* Work instructions *
A faithful copy is required of the lines from the top of the entries through the line that contains "Identify every instance of the seawater", both included, with no pictures.

* Provided entries *

*** Begin section ***

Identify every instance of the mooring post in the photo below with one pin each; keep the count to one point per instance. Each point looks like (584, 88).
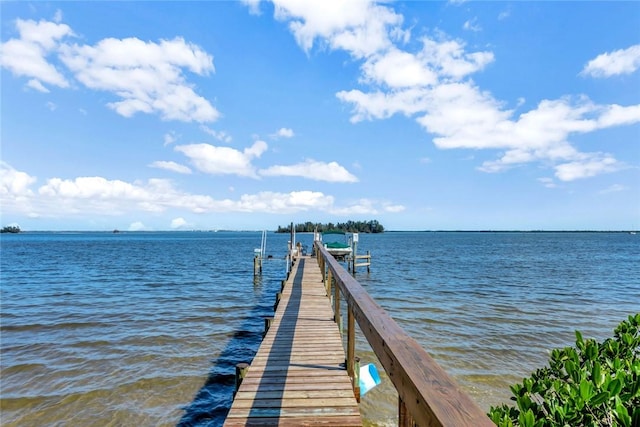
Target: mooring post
(267, 325)
(336, 306)
(353, 363)
(356, 378)
(278, 296)
(241, 371)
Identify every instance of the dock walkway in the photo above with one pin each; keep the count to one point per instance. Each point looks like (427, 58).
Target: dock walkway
(298, 376)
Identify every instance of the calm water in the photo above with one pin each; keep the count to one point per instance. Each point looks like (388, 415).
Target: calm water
(145, 329)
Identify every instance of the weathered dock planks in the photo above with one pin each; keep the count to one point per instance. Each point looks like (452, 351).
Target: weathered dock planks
(298, 377)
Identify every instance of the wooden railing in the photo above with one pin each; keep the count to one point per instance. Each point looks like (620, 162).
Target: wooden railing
(428, 396)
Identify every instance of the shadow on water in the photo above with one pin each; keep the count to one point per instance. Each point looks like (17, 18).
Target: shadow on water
(212, 402)
(283, 340)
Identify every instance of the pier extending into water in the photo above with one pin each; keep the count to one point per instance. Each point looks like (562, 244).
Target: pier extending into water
(301, 375)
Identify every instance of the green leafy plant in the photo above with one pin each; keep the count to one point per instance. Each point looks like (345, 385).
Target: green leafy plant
(593, 384)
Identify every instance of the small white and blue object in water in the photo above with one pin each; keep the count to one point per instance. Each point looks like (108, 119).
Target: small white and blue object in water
(369, 378)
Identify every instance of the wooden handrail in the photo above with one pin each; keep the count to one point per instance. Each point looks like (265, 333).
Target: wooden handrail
(431, 397)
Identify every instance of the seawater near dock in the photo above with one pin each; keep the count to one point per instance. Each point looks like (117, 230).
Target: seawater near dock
(298, 377)
(302, 377)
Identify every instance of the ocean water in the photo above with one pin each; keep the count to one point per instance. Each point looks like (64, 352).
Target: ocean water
(145, 329)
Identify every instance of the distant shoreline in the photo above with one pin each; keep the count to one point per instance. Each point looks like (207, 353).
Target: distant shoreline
(275, 232)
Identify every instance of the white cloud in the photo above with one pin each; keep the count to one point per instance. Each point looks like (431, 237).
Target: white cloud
(398, 69)
(283, 133)
(170, 138)
(472, 25)
(433, 85)
(622, 61)
(615, 188)
(147, 76)
(394, 208)
(178, 223)
(223, 160)
(219, 135)
(311, 169)
(37, 85)
(587, 165)
(27, 55)
(138, 226)
(14, 183)
(357, 26)
(98, 196)
(547, 182)
(170, 166)
(253, 5)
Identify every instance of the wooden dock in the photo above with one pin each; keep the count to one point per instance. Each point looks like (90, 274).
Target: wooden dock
(298, 376)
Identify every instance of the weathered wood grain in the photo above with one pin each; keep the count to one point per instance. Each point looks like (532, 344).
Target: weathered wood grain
(431, 396)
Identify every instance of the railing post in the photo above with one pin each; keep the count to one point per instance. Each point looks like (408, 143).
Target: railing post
(352, 369)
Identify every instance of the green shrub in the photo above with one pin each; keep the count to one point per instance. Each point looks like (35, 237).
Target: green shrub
(593, 384)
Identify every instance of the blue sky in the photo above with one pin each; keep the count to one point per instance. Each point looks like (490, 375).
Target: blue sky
(249, 115)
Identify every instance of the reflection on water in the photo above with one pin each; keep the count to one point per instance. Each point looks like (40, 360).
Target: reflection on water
(146, 328)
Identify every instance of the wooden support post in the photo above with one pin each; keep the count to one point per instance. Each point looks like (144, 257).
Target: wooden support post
(241, 372)
(336, 306)
(267, 325)
(256, 265)
(353, 363)
(356, 378)
(278, 296)
(404, 417)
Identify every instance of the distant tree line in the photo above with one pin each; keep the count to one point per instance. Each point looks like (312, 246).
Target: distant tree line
(10, 229)
(372, 226)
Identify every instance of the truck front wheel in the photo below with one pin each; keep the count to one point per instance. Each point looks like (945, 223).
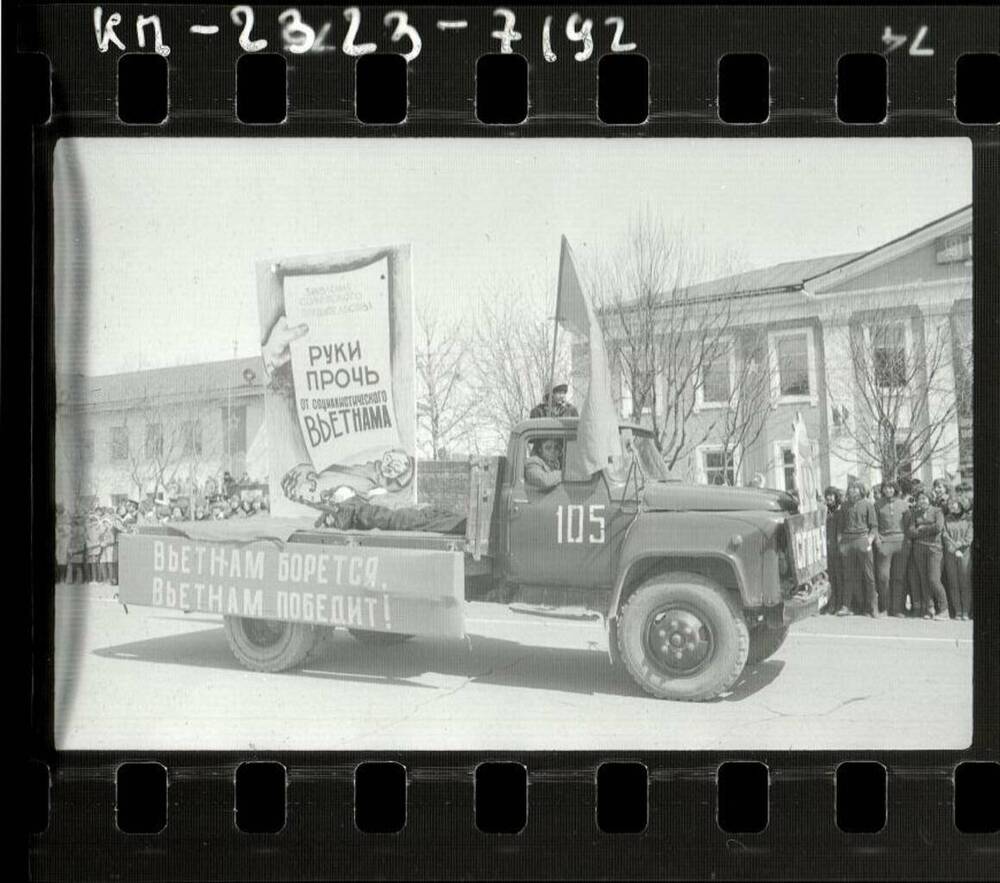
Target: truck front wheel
(681, 636)
(267, 644)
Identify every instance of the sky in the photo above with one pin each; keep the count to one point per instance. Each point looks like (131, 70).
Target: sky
(156, 239)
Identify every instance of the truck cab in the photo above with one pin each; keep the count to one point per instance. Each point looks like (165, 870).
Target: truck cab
(693, 581)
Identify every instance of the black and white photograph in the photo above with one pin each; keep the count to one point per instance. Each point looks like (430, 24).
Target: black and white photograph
(513, 444)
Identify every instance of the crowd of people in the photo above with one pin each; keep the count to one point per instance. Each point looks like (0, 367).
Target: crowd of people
(86, 548)
(902, 551)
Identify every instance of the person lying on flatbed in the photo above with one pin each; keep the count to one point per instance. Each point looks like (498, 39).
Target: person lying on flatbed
(345, 511)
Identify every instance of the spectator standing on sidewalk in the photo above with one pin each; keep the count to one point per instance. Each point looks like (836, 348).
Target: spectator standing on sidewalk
(889, 562)
(924, 531)
(834, 567)
(858, 529)
(957, 539)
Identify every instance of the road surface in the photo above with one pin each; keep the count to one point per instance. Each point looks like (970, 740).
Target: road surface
(162, 679)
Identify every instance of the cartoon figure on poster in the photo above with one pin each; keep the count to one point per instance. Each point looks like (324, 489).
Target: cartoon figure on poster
(338, 356)
(807, 479)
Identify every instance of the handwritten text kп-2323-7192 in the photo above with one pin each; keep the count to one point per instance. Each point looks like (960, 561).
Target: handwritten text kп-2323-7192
(300, 36)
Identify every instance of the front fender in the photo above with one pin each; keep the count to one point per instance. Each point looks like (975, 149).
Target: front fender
(732, 551)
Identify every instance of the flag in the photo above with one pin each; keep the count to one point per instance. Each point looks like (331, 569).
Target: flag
(597, 435)
(806, 468)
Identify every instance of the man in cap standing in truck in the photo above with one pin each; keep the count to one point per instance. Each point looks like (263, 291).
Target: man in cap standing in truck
(555, 404)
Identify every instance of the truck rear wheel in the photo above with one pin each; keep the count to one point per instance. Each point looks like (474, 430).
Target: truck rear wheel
(764, 643)
(268, 644)
(681, 636)
(378, 639)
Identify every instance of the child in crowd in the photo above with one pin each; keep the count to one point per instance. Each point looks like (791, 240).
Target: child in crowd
(957, 540)
(858, 527)
(924, 529)
(834, 568)
(889, 562)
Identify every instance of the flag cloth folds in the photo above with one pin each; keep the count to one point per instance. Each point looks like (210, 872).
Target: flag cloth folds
(597, 435)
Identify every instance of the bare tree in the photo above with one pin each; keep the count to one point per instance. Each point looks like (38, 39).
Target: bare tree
(663, 332)
(169, 443)
(906, 390)
(443, 402)
(513, 344)
(741, 421)
(961, 329)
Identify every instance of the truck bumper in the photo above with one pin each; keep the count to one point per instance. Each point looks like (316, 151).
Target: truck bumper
(805, 602)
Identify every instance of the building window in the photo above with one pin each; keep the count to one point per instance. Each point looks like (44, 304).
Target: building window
(191, 436)
(85, 445)
(717, 466)
(793, 364)
(715, 382)
(119, 443)
(234, 430)
(888, 343)
(154, 440)
(716, 387)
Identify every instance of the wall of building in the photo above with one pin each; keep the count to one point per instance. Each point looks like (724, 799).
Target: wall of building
(102, 474)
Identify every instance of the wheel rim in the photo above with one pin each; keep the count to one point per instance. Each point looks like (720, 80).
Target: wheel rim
(678, 641)
(263, 632)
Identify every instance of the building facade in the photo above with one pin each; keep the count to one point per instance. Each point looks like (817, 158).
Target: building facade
(873, 349)
(121, 436)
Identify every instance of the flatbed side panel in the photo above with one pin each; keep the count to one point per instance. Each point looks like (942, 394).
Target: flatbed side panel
(411, 591)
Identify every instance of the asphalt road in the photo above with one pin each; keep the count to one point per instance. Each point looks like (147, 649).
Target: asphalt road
(159, 679)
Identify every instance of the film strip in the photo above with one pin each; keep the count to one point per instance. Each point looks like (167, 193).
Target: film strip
(507, 745)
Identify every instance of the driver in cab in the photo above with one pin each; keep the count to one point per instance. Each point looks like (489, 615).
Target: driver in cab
(543, 468)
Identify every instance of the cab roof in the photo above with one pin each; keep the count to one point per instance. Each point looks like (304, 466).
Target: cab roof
(548, 424)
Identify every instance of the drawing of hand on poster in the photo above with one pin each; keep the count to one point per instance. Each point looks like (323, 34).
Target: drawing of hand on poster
(337, 348)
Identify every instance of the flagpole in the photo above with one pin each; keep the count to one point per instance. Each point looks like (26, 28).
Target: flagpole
(555, 324)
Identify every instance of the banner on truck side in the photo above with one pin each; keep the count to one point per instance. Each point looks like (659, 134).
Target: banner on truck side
(337, 345)
(410, 591)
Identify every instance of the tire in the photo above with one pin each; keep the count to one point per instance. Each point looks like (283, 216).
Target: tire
(695, 614)
(267, 644)
(379, 639)
(764, 643)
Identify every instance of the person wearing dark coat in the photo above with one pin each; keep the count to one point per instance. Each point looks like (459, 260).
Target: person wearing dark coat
(543, 469)
(858, 528)
(924, 529)
(889, 562)
(957, 541)
(555, 404)
(834, 566)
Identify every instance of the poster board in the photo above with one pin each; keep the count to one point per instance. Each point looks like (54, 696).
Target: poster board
(337, 346)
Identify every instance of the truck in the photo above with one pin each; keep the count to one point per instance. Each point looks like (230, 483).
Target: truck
(693, 583)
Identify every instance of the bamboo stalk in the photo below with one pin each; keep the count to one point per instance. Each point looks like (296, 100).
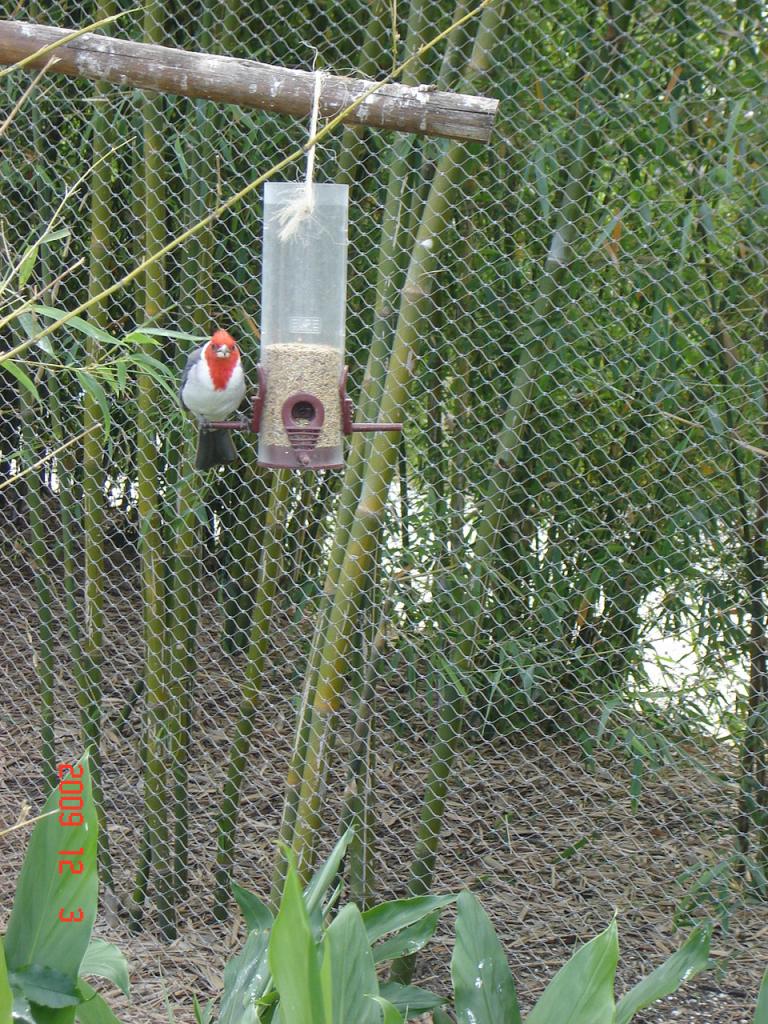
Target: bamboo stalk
(90, 645)
(183, 605)
(371, 508)
(43, 659)
(388, 278)
(271, 561)
(753, 806)
(156, 846)
(182, 660)
(36, 504)
(496, 501)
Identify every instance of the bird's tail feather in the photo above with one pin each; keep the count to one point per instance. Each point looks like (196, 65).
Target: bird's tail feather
(215, 448)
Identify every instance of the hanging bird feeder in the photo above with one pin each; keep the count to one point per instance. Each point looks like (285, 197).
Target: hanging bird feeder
(301, 412)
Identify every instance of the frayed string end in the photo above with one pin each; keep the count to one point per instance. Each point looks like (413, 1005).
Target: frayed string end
(295, 213)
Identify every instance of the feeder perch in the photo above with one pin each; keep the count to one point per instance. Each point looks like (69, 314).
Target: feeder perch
(301, 412)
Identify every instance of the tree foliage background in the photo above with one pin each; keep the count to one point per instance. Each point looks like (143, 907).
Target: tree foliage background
(572, 324)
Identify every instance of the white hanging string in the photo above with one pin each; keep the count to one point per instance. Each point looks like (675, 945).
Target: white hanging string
(292, 215)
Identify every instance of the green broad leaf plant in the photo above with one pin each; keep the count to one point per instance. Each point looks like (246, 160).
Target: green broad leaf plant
(47, 951)
(313, 964)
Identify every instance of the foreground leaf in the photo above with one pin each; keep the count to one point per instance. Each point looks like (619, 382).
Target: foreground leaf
(324, 877)
(102, 960)
(348, 974)
(397, 913)
(246, 978)
(582, 991)
(689, 961)
(410, 999)
(483, 987)
(409, 940)
(23, 377)
(36, 935)
(257, 914)
(761, 1012)
(45, 986)
(293, 958)
(6, 996)
(390, 1013)
(93, 1009)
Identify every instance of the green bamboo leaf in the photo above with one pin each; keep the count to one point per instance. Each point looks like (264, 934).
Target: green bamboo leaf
(246, 979)
(293, 958)
(410, 999)
(102, 960)
(93, 1009)
(22, 1010)
(761, 1011)
(23, 377)
(158, 332)
(45, 986)
(685, 236)
(61, 232)
(94, 389)
(28, 264)
(257, 914)
(582, 991)
(77, 324)
(542, 182)
(397, 913)
(324, 877)
(36, 934)
(408, 941)
(689, 961)
(6, 996)
(483, 987)
(348, 974)
(391, 1016)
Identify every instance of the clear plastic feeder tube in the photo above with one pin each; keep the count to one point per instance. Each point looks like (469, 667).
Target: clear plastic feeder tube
(302, 328)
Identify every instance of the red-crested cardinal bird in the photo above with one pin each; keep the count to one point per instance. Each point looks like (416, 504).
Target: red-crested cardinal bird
(212, 387)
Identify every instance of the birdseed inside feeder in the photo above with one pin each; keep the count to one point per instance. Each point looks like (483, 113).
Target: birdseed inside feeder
(302, 328)
(301, 412)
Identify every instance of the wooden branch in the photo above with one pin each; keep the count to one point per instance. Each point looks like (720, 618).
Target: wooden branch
(248, 83)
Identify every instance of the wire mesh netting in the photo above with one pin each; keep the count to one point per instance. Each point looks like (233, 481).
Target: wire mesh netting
(521, 648)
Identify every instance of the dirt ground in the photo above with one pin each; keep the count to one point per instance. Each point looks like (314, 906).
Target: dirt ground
(552, 845)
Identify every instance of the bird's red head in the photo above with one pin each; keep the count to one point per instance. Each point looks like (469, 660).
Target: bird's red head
(222, 356)
(223, 344)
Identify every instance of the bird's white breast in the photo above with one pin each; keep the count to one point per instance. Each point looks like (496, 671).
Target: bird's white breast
(201, 396)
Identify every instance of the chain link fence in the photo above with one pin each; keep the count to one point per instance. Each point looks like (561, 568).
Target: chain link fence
(522, 648)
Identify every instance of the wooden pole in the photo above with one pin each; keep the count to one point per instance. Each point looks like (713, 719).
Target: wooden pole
(248, 83)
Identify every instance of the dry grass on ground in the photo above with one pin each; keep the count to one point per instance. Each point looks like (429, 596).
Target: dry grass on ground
(552, 847)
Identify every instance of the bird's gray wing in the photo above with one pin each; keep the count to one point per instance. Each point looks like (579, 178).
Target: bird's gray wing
(194, 358)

*** End section ***

* Expected answer *
Identify every instance of the mooring post in the photo below with one pin each; keep the count to one point per instance. Each point looks like (584, 88).
Target: mooring post
(267, 325)
(336, 306)
(353, 363)
(356, 378)
(278, 296)
(241, 371)
Identify every instance of the dock walkway in the photo above with one pin each; keep the count to one point per instance. Each point looks like (427, 58).
Target: dock walkway
(298, 376)
Identify every instance of the calm water in the photo above with one pin each; keep the count to one point per instance. Each point looks like (388, 415).
Target: calm water
(145, 329)
Identify every instance of the weathered dock planks in the photo above with one pin each; keep the count to one point per instance. Each point looks like (452, 351).
Target: weathered dock planks
(298, 377)
Identify every instance of the wooden railing in the photo above with one pin each; keep the count to one point per instance. Each point looks like (620, 162).
Target: wooden railing
(428, 396)
Identify every instance of the shadow on water in the photo above with one pin each; keep the count to one point per instance. Each point looks like (17, 18).
Target: shadow on water
(212, 402)
(283, 340)
Identify every instance of the pier extending into water in the photo above with one pin each; keep the count to one point per instance. Each point looks like (562, 244).
Target: pier extending into water
(301, 375)
Identify every instance of the green leafy plant in the photo above with one pin each; keep the count to one point per instance. Each point looks like (345, 385).
Target: green leafy plant
(593, 384)
Identify every instance of the small white and blue object in water in the photo above with one pin each; keep the count to one point per instance. Each point looks like (108, 119).
Target: small white and blue object in water
(369, 378)
Identify every instance of the wooden handrail in the photo above with one pin each; keep the count to one point per instance. Each point looks like (265, 333).
Target: wooden handrail
(431, 397)
Identify every instance of the seawater near dock in the photo above with one pin each; keep the count to one point per instance. Each point looks like (117, 230).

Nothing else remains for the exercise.